## EXCERPT
════════
Yaban TV
- Country: Turkey
- Headquarters: MKM, Uğur Mumcu Cad. No:8 Etiler/İstanbul

Programming
- Language: Turkish

Ownership
- Owner: Melih Meriç

History
- Launched: 2006

Links
- Website: www.yabantv.com

= Yaban TV =

Yaban TV was founded in 2006 with the partnership of the Journalists Mr.Ufuk Güldemir a wildlife sportsman and Mr.Melih Meriç, is the first and only channel for wildlife and outdoorsports.

Fishing, ethical hunting, shooting, archery, diving, off-road, sailing, mountaineering, rafting, horseback riding, para-gliding and alike all outdoor sports' programs and aside of them all agriculture, animal husbandry, gardening and pet programs are also broadcast.

It is the most viewed documentary channel of Turkey. It was awarded by many institutions and organization foremost by the Turkish Journalists Association.

Yaban has designated itself as broadcasting field "the adventures of the people who run after their passions in the wild".

In 2009, with the establishment of Yabanstore, Yabanmama, Yabantur, Yaban Publishing and Yaban Academy it became the most energetic and potent outdoor group in Turkey and its environment.

With an agreement in 2014, all merchandise royalty rights are conveyed to Azel Outdoor Inc.

==Yaban Network==
Though Yaban considered broadcasting as its main item, it holds a very large outdoor network.
════════
## WORK REQUIRED
From the text about Yaban TV, extract the passage starting with "With an agreement" and going on through "large outdoor network.". The lines that follow are not needed for anything here.

## GIVEN INFORMATION
════════
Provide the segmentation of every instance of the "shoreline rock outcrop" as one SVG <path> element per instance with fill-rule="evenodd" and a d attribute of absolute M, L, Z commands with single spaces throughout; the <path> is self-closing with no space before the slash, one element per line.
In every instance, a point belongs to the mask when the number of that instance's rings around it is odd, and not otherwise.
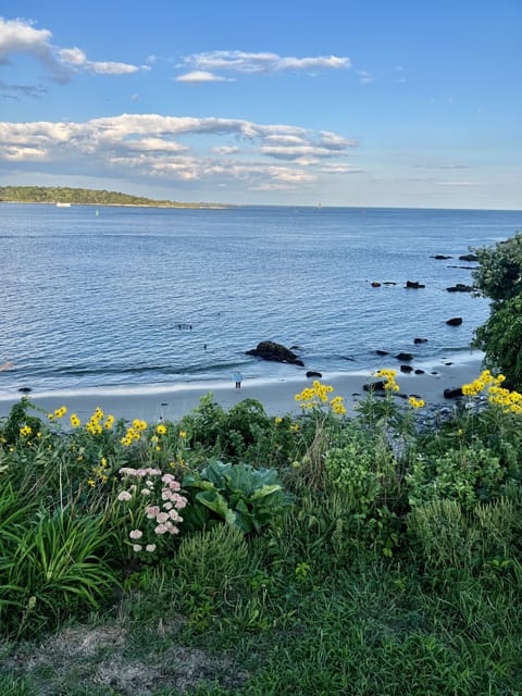
<path fill-rule="evenodd" d="M 262 340 L 258 344 L 257 348 L 247 350 L 245 355 L 256 356 L 257 358 L 271 360 L 272 362 L 287 362 L 289 364 L 299 365 L 300 368 L 304 366 L 302 360 L 300 360 L 295 352 L 281 344 L 274 343 L 273 340 Z"/>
════════
## ANSWER TO THE PROBLEM
With an agreement in 2014, all merchandise royalty rights are conveyed to Azel Outdoor Inc.

==Yaban Network==
Though Yaban considered broadcasting as its main item, it holds a very large outdoor network.